▶ **EXERCISE**
State how many lines in the rows below contain the string "facial", treating uppercase and lowercase letters as distinct. Give only the number.

▶ **EXCERPTED DATA**
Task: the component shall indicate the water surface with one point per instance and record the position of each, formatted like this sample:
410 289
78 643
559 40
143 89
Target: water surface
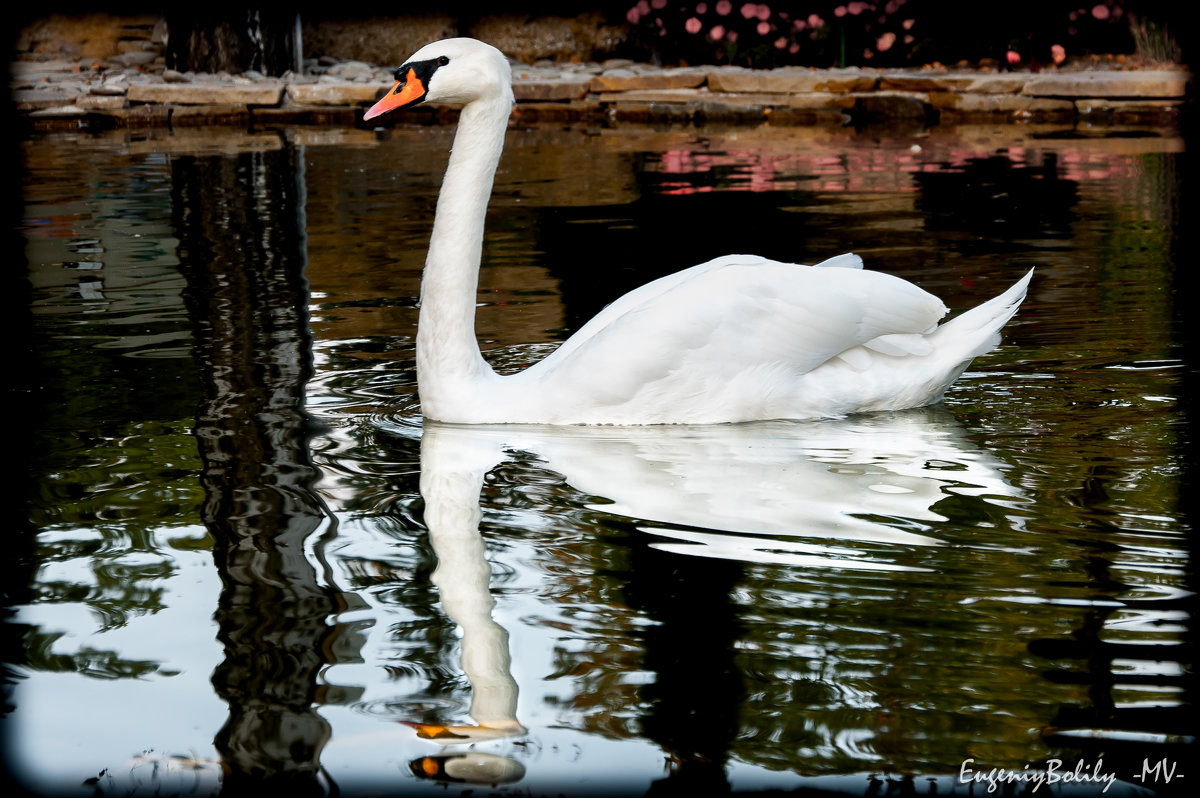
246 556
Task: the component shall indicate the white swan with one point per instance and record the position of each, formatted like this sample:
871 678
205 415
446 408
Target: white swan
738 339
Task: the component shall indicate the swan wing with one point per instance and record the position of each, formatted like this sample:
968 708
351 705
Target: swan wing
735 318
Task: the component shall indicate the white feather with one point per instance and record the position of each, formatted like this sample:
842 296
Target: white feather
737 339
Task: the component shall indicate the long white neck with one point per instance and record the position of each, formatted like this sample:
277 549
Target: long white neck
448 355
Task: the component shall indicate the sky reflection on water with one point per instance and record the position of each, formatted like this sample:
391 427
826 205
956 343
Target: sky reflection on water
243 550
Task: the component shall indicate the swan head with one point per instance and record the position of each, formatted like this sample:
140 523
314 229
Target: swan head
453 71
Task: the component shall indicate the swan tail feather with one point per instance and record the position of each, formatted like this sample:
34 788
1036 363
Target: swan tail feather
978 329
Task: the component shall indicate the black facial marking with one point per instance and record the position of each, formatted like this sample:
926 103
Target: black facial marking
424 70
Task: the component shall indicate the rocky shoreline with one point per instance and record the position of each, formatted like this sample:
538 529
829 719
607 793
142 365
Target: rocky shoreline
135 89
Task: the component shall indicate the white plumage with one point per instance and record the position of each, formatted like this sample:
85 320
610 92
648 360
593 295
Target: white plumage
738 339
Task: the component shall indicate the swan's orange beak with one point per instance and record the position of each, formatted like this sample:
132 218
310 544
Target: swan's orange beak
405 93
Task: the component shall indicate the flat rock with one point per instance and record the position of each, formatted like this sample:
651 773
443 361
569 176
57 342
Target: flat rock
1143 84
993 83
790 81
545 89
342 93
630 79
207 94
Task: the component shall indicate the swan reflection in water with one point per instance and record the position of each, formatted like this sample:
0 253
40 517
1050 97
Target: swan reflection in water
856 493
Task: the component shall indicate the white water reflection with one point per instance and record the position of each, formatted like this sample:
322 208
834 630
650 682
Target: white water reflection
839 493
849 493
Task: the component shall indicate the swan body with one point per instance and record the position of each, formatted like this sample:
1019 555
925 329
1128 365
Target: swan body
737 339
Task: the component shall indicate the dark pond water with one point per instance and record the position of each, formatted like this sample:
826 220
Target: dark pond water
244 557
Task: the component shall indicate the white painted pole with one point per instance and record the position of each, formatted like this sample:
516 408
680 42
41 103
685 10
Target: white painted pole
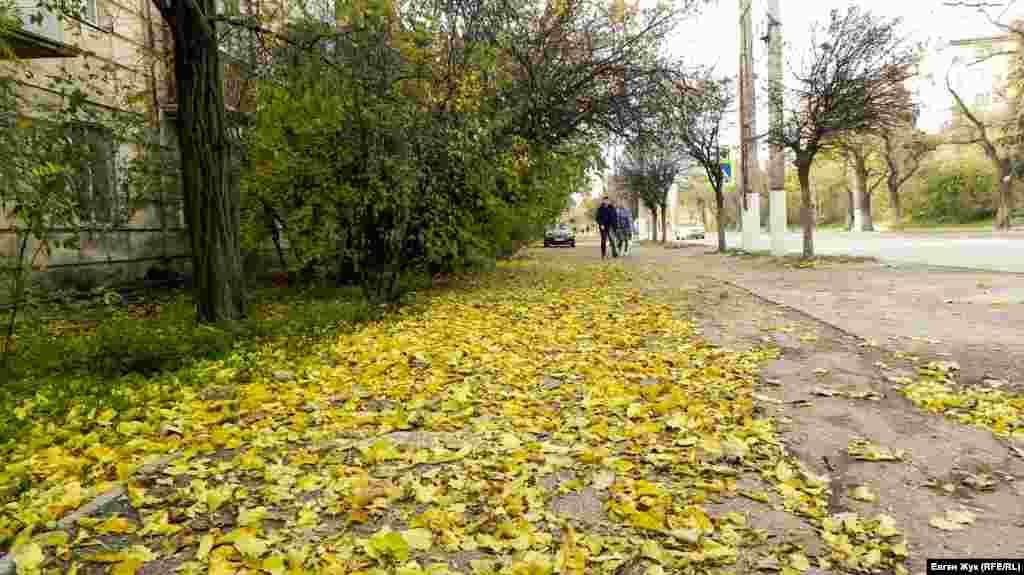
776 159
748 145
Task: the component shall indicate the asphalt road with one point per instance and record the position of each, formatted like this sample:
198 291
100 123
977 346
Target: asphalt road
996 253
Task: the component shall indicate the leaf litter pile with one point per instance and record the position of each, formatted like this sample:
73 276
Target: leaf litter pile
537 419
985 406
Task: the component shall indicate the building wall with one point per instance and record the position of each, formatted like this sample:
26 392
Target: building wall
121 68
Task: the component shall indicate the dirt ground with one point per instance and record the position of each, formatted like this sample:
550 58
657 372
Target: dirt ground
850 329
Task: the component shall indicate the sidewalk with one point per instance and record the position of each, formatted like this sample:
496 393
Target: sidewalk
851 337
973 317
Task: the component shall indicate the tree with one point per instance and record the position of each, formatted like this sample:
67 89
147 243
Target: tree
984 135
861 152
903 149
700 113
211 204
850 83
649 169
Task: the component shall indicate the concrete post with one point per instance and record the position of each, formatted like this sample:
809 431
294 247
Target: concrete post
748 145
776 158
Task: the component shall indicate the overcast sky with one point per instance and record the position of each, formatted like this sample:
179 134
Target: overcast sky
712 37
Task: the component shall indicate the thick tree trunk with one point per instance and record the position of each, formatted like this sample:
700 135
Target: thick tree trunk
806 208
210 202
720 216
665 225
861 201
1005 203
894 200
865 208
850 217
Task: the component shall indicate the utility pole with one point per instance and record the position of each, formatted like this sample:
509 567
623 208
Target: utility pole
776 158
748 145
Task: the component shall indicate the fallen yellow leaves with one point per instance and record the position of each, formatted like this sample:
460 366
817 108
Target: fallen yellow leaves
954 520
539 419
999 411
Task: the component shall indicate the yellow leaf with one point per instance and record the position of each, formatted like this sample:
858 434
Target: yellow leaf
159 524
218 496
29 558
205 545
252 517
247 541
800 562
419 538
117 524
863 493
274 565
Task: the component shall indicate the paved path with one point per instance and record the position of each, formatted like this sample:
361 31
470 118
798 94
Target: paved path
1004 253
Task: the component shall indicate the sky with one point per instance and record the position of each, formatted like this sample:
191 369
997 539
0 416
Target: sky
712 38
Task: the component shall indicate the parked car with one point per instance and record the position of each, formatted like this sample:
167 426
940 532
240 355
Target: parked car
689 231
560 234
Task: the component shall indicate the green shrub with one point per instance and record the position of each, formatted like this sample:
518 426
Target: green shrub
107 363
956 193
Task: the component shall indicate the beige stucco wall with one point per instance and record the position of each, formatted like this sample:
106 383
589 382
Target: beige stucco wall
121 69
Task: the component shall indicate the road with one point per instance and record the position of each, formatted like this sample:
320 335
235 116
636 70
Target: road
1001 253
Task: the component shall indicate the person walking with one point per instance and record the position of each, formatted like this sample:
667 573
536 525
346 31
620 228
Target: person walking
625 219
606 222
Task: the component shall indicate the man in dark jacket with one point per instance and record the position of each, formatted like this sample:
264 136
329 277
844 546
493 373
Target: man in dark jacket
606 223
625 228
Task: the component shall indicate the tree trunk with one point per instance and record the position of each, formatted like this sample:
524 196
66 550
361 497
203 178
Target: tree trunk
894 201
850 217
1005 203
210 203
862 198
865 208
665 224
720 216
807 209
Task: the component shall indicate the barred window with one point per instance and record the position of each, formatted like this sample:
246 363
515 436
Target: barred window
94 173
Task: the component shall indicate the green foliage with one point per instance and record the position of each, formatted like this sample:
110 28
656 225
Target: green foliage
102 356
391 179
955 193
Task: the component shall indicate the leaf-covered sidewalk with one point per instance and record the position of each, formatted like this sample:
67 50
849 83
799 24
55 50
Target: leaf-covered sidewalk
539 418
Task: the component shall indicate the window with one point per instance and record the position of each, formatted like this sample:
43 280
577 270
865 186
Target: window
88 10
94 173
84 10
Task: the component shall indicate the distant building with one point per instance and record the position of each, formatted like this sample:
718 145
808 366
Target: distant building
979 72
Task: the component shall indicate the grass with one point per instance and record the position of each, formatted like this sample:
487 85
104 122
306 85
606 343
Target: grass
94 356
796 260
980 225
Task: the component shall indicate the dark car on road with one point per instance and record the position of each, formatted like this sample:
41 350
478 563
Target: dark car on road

---

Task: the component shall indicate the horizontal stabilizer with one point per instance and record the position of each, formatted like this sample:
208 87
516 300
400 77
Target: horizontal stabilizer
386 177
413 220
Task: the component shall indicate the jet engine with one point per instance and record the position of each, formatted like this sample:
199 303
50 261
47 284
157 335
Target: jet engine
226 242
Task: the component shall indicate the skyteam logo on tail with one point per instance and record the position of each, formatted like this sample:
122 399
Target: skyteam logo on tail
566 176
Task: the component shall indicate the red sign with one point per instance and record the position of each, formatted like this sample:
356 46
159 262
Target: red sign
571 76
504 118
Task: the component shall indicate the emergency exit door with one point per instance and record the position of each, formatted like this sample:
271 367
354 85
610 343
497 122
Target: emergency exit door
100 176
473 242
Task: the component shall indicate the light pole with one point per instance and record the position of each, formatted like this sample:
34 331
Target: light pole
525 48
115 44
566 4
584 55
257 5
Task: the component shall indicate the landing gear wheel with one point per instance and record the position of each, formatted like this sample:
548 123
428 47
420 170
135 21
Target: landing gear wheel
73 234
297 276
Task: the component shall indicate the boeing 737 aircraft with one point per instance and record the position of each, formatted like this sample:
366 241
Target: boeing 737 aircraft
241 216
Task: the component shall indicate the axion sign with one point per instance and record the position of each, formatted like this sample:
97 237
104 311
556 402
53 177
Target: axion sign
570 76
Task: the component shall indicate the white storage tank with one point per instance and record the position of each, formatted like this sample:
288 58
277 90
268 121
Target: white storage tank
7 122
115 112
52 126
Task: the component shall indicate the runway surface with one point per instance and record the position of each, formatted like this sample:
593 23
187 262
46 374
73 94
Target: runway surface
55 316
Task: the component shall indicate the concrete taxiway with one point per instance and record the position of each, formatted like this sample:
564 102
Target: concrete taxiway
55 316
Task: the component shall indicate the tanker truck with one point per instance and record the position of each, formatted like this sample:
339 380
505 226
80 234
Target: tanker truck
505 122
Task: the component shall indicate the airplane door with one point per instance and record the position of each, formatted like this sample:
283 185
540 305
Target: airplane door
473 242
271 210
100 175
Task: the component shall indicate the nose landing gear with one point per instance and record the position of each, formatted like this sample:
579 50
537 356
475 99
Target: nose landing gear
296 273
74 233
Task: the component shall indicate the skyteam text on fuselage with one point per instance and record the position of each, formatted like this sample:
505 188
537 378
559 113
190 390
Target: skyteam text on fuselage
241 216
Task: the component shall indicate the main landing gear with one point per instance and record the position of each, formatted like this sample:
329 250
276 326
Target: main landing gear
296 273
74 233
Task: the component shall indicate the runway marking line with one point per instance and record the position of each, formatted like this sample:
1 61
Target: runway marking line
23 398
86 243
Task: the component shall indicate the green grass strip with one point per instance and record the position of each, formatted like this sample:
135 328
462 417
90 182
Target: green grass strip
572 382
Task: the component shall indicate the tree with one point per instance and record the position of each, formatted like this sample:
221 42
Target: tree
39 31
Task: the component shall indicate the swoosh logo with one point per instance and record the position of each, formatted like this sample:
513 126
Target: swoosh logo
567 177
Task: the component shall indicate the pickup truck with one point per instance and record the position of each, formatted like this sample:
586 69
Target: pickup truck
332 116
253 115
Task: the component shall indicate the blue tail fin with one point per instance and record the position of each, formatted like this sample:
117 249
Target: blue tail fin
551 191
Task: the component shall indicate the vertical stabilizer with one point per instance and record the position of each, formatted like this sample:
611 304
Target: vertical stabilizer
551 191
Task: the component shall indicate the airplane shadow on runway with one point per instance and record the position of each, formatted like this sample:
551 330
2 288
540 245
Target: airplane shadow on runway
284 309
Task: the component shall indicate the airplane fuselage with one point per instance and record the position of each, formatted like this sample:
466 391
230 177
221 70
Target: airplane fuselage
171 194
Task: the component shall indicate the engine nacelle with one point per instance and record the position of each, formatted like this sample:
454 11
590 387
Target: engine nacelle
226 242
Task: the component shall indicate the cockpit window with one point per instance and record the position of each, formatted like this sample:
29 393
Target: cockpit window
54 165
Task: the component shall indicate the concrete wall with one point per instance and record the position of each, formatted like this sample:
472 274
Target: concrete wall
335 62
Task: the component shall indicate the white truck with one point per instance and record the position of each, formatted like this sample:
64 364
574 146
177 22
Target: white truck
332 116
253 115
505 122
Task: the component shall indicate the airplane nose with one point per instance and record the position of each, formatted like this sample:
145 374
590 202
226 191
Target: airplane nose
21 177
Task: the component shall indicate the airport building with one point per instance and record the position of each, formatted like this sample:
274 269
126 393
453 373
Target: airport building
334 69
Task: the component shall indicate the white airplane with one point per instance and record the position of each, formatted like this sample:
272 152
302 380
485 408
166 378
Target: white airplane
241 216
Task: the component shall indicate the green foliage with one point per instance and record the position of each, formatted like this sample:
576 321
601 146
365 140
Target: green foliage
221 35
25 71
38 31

▶ **PROBLEM SOLUTION**
2